*Set problem*
Find each line in the items below that contains the string "blue" and copy it out. Match case exactly.

*Record excerpts*
------------------------------------
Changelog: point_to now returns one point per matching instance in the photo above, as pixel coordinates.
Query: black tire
------------------------------------
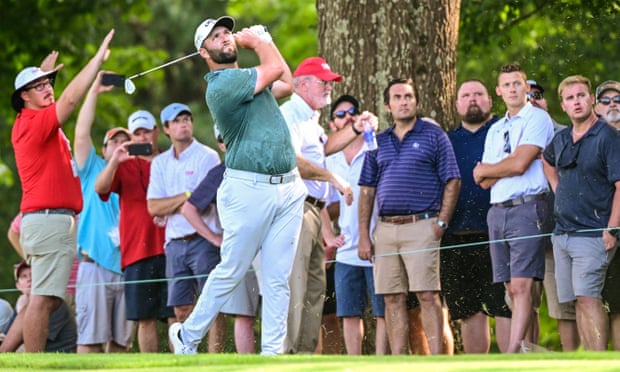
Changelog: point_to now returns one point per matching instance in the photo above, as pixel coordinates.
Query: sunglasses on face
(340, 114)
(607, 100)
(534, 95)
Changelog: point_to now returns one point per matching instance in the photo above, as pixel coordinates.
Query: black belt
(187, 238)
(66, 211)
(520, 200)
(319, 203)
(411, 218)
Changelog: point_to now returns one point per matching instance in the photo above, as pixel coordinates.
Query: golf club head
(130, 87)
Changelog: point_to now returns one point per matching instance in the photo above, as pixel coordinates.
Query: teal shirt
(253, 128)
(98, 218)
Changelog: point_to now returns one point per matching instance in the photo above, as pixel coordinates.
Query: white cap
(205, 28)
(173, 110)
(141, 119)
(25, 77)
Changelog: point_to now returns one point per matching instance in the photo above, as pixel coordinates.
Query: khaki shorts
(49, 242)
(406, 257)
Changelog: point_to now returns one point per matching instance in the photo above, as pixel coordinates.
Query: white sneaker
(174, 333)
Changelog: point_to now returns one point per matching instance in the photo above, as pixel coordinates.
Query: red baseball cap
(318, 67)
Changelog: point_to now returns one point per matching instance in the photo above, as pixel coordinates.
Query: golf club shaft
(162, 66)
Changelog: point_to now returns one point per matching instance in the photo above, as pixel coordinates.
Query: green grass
------------------------------------
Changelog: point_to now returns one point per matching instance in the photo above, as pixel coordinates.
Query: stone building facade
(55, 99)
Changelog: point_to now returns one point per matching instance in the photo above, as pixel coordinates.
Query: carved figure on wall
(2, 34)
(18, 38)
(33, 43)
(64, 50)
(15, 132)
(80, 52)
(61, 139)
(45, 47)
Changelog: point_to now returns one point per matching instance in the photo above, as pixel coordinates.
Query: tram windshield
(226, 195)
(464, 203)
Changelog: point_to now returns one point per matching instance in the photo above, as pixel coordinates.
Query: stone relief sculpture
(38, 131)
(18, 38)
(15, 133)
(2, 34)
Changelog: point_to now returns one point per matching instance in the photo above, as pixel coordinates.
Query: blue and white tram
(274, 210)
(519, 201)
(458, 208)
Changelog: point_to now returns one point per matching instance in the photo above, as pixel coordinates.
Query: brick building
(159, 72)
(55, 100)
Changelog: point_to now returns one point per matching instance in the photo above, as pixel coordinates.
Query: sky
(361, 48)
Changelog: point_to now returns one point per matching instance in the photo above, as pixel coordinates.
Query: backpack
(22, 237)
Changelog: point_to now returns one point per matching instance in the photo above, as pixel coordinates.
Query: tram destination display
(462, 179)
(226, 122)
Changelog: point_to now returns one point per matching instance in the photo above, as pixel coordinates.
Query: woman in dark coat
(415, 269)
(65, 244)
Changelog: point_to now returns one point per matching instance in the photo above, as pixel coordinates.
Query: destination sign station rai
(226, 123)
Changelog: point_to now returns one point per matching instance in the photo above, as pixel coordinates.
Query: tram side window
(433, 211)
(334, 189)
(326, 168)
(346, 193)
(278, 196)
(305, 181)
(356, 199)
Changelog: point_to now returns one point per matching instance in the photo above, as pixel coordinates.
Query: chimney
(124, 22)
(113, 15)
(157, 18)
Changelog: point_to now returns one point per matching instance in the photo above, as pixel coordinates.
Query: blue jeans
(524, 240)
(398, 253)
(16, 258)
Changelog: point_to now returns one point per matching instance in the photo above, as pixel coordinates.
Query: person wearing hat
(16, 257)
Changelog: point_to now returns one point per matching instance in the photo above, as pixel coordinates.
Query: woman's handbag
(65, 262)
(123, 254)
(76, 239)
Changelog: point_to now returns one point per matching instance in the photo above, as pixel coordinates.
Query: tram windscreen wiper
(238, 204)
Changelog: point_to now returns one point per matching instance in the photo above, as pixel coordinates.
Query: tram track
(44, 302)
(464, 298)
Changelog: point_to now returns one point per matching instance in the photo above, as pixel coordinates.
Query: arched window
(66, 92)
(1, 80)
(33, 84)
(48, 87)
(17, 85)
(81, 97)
------------------------------------
*Result below*
Query: blue and white tram
Query: blue jeans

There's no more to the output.